---------- Task input ----------

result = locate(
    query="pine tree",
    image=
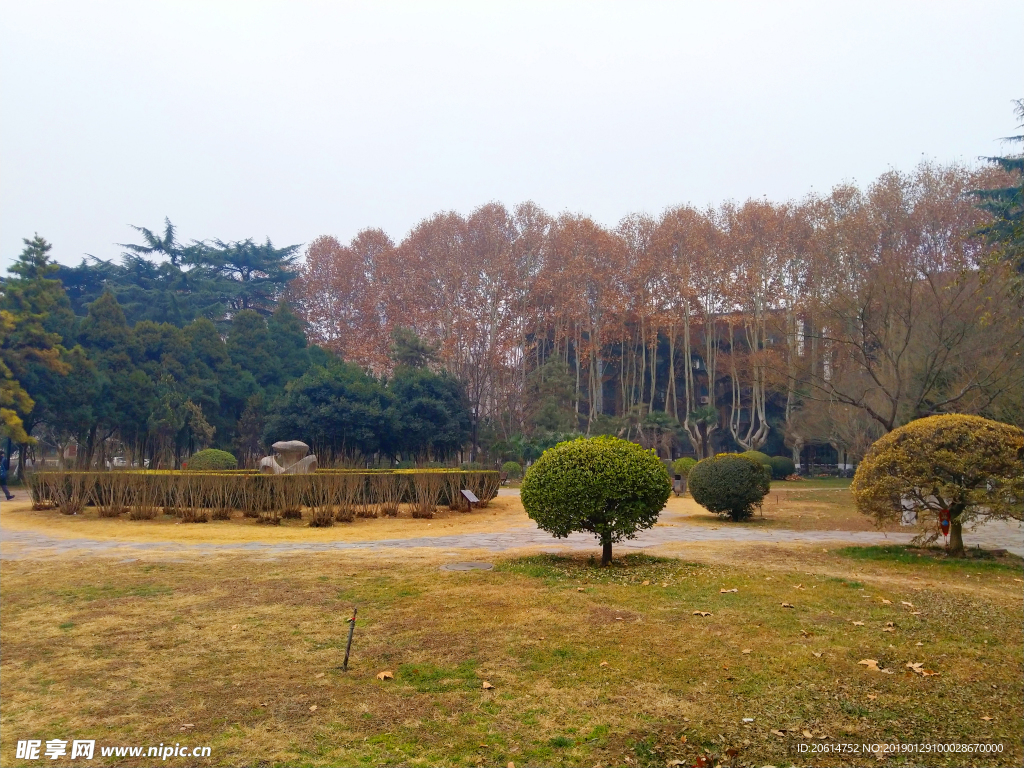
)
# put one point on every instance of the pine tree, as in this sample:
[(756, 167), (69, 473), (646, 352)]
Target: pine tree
[(1006, 205)]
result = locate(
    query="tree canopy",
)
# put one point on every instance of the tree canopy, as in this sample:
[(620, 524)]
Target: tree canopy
[(603, 485)]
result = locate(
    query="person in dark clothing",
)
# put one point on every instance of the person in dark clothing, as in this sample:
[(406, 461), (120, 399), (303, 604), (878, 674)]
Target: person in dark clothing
[(4, 464)]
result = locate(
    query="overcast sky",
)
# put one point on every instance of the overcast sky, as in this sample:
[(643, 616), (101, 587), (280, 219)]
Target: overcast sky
[(291, 120)]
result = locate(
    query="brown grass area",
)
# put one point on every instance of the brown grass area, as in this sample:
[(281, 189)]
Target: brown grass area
[(243, 647), (805, 505)]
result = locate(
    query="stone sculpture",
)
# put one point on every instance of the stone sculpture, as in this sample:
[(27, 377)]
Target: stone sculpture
[(289, 459)]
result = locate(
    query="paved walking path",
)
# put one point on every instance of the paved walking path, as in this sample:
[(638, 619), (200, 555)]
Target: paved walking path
[(30, 544), (1006, 535)]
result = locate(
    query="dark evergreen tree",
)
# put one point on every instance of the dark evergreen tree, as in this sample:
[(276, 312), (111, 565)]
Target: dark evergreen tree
[(431, 414), (1007, 206)]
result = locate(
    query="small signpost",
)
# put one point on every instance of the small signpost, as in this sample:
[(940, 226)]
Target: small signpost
[(470, 498), (348, 647)]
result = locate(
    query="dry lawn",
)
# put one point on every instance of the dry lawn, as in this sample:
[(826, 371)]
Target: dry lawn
[(799, 505), (589, 666)]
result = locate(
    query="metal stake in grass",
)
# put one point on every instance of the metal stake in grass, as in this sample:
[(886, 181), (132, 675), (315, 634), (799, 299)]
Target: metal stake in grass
[(348, 646)]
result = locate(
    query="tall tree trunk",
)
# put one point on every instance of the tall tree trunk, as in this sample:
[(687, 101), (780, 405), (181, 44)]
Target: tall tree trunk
[(955, 531), (605, 552)]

----------

» **Brief**:
Give back all of the records above word for word, but leave out the picture.

» **Result of the exercise**:
result = locate(
    query="pine tree",
    image=
)
# put one point on every instance of the pine tree, as in this sample:
[(756, 167), (69, 473), (646, 352)]
Target: pine tree
[(1006, 205)]
result = locate(
    query="tree canopy",
)
# put one point on every instance of the tree canopy, as in this sample:
[(620, 524)]
Target: tree canopy
[(603, 485)]
result = locate(
    query="person in dark clothing",
)
# put one point on every instance of the person in dark clothing, as in this sample:
[(406, 461), (120, 399), (303, 604), (878, 674)]
Target: person in dark clothing
[(4, 464)]
result = locate(
    query="overcast sky",
)
# put one point on every instance of the overcast sky, as in this sample:
[(643, 616), (101, 587), (280, 219)]
Target: overcast sky
[(291, 120)]
result = locate(
    query="brown grass area",
)
# put one point on every instance of the brown grass area, as in this sample:
[(281, 189)]
Target: brown grass area
[(243, 647), (805, 505)]
result = locate(
    query="stone sculpture",
)
# put one point on every instance of the stone sculpture, as in this sample:
[(27, 377)]
Target: stone sculpture
[(289, 459)]
result = locate(
    query="paved walking path",
)
# put one point on every instance of the paved walking path, as in this sample:
[(638, 619), (200, 555)]
Target: paved walking path
[(30, 544), (1006, 535)]
result = locate(
    query="dark evergreen tree",
)
# put one point on every instance of the dark evergreen tree, as in this sample:
[(276, 312), (111, 565)]
Target: dark evergreen tree
[(431, 414), (1007, 206)]
result = locate(
    query="small signpost",
)
# put one point on every instance of the small signpost, as in this sample:
[(940, 226)]
Target: small signpost
[(470, 498), (348, 647)]
result = locate(
    query="dry lawn",
)
# put one point on every instance of the dry lawn, as in this sample:
[(826, 371)]
Target: dry lawn
[(799, 505), (589, 666)]
result = locate(
    query="metal stake in grass",
)
# put one point on every instance of the metal stake in grass, as in this sample:
[(886, 181), (132, 675), (315, 634), (799, 299)]
Target: metal stake in grass
[(348, 646)]
result = locate(
    query="tall tree trunk",
)
# put one point on every instance of the tall tree trunk, as in this sample:
[(687, 101), (780, 405), (181, 44)]
Target: tall tree trunk
[(955, 531), (605, 552)]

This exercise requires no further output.